### Provided passage
<<<<

Xiang Liang's Reading Notes on 'Practical Recommender Systems' — Chapter 1: What Makes a Good Recommender System

1.1 What Is a Recommendation System?

By 2026, recommendation systems have become a widely recognized concept; this section may be skimmed.

1.2 Applications of Personalized Recommendation Systems

Same as above—skim this section.
Several algorithms—what are they for, and how are they implemented?

  • Item-based recommendation algorithm
  • Facebook EdgeRank algorithm

1.3 Evaluation of Recommendation Systems

What makes a good recommendation system? A system is not good simply because its predictions come true—for instance, predicting that a user will eat tomorrow is trivial and wastes computational resources.

Evaluation can be conducted from the following perspectives:

  • User satisfaction
  • Prediction accuracy
    • Rating prediction
    • Top-N recommendation
    • Coverage (measured via information entropy or Gini index)
  • Diversity: To illustrate what degree of diversity is ideal in a recommendation system, consider a simple example. Suppose a user enjoys both action movies and animated films, watching action movies 80% of the time and animated films 20% of the time. Four distinct recommendation lists could be generated:
    • List A contains 10 action movies and zero animated films;
    • List B contains 10 animated films and zero action movies;
    • List C contains 8 action movies and 2 animated films;
    • List D contains 5 action movies and 5 animated films.
      In this scenario, List C is generally considered optimal—it provides some diversity while still reflecting the user’s primary interest. List A satisfies the user’s main interest but lacks diversity; List D is overly diverse and neglects the user’s dominant preference; and List B neither reflects the user’s main interest nor offers meaningful diversity—making it the worst option.
  • Novelty: A novel recommendation suggests items the user has never heard of before. The simplest way to implement novelty on a website is to filter out items with which the user has previously interacted on that site. For example, on a video platform, novel recommendations should exclude videos the user has already watched, rated, or browsed. However, users may have seen certain videos elsewhere (e.g., on another website or on TV), so filtering only those items with prior user interaction on the current site does not fully guarantee novelty. Oscar Celma explored novelty evaluation in his doctoral dissertation, “Music Recommendation and Discovery in the Long Tail.” The simplest method for evaluating novelty is to compute the average popularity of recommended items, since less popular items are more likely to feel novel to users. Thus, lower average item popularity in recommendations indicates higher novelty.

>>>>

### Directions
[a] Rewrite the stretch of the reading notes from "What makes a good recommendation" through "wastes computational resources.", substituting "processing power" for "computational resources".
[b] In the diversity example in the reading notes, which recommendation list is generally considered optimal?

Coordinate annotation entries:
<<<<

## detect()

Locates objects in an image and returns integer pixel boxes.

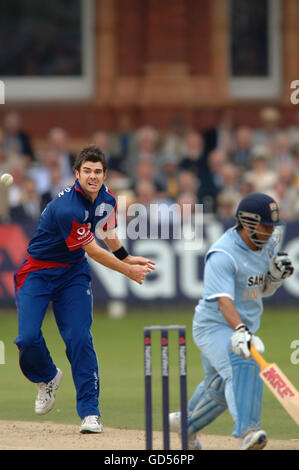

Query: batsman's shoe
[80,415,103,434]
[239,429,267,450]
[35,369,62,415]
[169,411,201,450]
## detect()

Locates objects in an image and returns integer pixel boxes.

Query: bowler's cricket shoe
[169,411,201,450]
[35,369,62,415]
[80,415,103,434]
[239,429,267,450]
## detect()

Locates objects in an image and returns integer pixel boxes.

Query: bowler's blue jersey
[28,180,116,263]
[194,227,274,333]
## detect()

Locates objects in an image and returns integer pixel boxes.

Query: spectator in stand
[161,117,189,159]
[47,127,75,184]
[292,144,299,189]
[91,131,125,174]
[220,163,240,194]
[198,149,228,212]
[178,171,199,199]
[125,126,160,177]
[204,108,234,154]
[286,111,299,148]
[271,132,293,170]
[159,153,179,200]
[229,126,252,170]
[240,174,255,199]
[252,106,281,153]
[245,146,277,193]
[3,111,34,165]
[131,159,165,195]
[8,165,26,208]
[109,111,135,161]
[179,131,207,179]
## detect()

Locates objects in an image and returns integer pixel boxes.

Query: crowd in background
[0,107,299,231]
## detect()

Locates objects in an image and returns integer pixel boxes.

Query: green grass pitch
[0,305,299,439]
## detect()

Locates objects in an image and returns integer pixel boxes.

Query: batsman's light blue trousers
[15,259,100,419]
[188,322,263,437]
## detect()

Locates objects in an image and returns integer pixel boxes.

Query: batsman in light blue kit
[170,193,294,450]
[15,145,154,433]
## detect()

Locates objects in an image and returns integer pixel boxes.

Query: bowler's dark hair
[73,145,107,172]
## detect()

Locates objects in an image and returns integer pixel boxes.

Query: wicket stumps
[144,325,188,450]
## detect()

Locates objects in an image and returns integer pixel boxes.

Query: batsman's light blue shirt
[194,227,274,333]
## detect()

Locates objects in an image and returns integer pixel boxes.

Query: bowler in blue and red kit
[14,146,155,432]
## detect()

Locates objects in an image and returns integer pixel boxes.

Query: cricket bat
[250,345,299,425]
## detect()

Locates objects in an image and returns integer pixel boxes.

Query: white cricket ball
[0,173,13,186]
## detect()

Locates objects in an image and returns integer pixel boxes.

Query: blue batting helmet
[236,193,284,226]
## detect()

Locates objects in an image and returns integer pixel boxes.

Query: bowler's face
[75,161,106,200]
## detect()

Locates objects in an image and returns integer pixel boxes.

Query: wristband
[113,246,129,260]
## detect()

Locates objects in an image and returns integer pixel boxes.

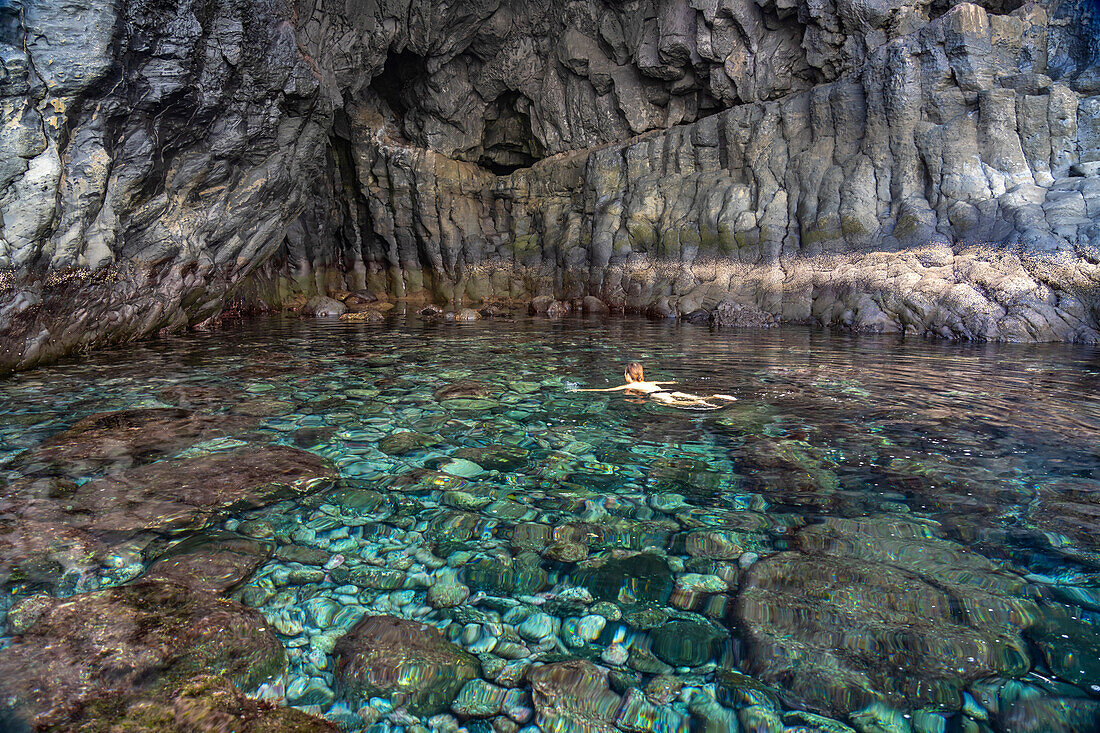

>>>>

### Completed exercise
[a]
What makes a good recommendation system? A system is not good simply because its predictions come true—for instance, predicting that a user will eat tomorrow is trivial and wastes processing power.

[b] List C, with 8 action movies and 2 animated films.